Segment Start: DOCUMENT SECTION
Fuchs’ endothelial corneal dystrophy (FECD) is a somewhat rare, often genetic disorder that can lead to vision loss. Without early intervention, these patients can progress toward severe, irreversible visual disabilities. However, not every FECD patient requires the same treatments to preserve their sight. If doctors could quantify the driving factors of patients’ specific visual disability, it would help identify which patients are more likely to benefit from treatments such as endothelial keratoplasty that can address specific sources of visual disability. A new study published in the journal Cornea proposes a methodology to identify the best candidates for endothelial keratoplasty.

The investigators sought to assess morphological and optical determinants of visual disability in participants with advanced FECD using a specific visual disability instrument, the Visual Function and Corneal Health Status (V-FUCHS). The team looked at 100 cases of clinically advanced FECD and no other vision-limiting pathologies. The investigators calculated factors such as glare, acuity and Scheimpflug imaging (which assessed corneal morphology and optics).
Segment End: DOCUMENT SECTION
> _TASK 1_: Check these statements against the article on Fuchs' endothelial corneal dystrophy. For each one, say yes or no and quote the words that decide it. (a) The team looked at 100 cases of clinically advanced FECD. (b) Every FECD patient needs the same treatments to keep their sight. (c) The new study appeared in the journal Ophthalmology.
> _TASK 2_: Put this sentence from the article on Fuchs' endothelial corneal dystrophy into Spanish: "Without early intervention, these patients can progress toward severe, irreversible visual disabilities."
> _TASK 3_: Extend the article on Fuchs' endothelial corneal dystrophy, starting right after its last sentence.
Segment Start: ENTRIES PROVIDED
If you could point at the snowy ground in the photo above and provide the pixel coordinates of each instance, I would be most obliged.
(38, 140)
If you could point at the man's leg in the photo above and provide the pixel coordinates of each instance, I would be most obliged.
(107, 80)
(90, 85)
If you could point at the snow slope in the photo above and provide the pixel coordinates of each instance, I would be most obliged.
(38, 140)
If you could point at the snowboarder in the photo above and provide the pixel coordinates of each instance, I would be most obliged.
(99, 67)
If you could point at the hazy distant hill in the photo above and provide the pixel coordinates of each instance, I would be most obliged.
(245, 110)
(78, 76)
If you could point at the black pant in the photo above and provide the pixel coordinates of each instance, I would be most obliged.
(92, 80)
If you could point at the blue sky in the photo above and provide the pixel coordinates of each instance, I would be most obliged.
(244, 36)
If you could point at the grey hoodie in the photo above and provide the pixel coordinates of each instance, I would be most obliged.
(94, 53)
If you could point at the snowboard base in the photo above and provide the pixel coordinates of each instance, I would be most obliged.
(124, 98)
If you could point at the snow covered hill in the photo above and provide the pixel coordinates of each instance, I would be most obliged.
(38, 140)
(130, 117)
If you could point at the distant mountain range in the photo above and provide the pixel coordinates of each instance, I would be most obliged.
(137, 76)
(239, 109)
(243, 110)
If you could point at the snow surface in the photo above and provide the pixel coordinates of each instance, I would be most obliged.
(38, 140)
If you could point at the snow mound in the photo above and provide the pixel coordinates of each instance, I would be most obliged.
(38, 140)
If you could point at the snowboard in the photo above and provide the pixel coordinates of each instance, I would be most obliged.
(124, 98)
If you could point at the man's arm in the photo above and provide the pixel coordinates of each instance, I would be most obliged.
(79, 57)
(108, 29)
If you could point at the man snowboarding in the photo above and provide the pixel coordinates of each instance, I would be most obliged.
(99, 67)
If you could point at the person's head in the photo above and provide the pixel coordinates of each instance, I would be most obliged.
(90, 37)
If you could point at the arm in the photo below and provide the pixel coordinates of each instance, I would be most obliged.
Segment End: ENTRIES PROVIDED
> _EXERCISE OUTPUT 1_:
(a) Yes: "The team looked at 100 cases of clinically advanced FECD and no other vision-limiting pathologies."
(b) No: "not every FECD patient requires the same treatments to preserve their sight."
(c) No: "A new study published in the journal Cornea proposes a methodology to identify the best candidates for endothelial keratoplasty."

> _EXERCISE OUTPUT 2_: Sin una intervención temprana, estos pacientes pueden avanzar hacia discapacidades visuales graves e irreversibles.

> _EXERCISE OUTPUT 3_:
They found that the more posterior corneal backscatter present, the greater the patients’ visual disabilities. Other morphological and optical factors such as anterior corneal backscatter, higher-order aberrations or edematous surface changes were not even empirical contributors to visual disability. Based on this, the team suggests surgical removal of the backscatter sources will improve visual disability caused by the condition.

“A comprehensive approach to staging FECD in clinical practice should include an assessment of morphological changes, particularly backscatter because of its effect on visual disability,” the report adds. “Such an approach will ultimately help shared decision-making from identifying the best candidates for endothelial keratoplasty.”

Wacker K, Grewing V, Fritz M, et al. Morphological and optical determinants of visual disability in fuchs endothelial corneal dystrophy. Cornea. November 7, 2019. [Epub ahead of print].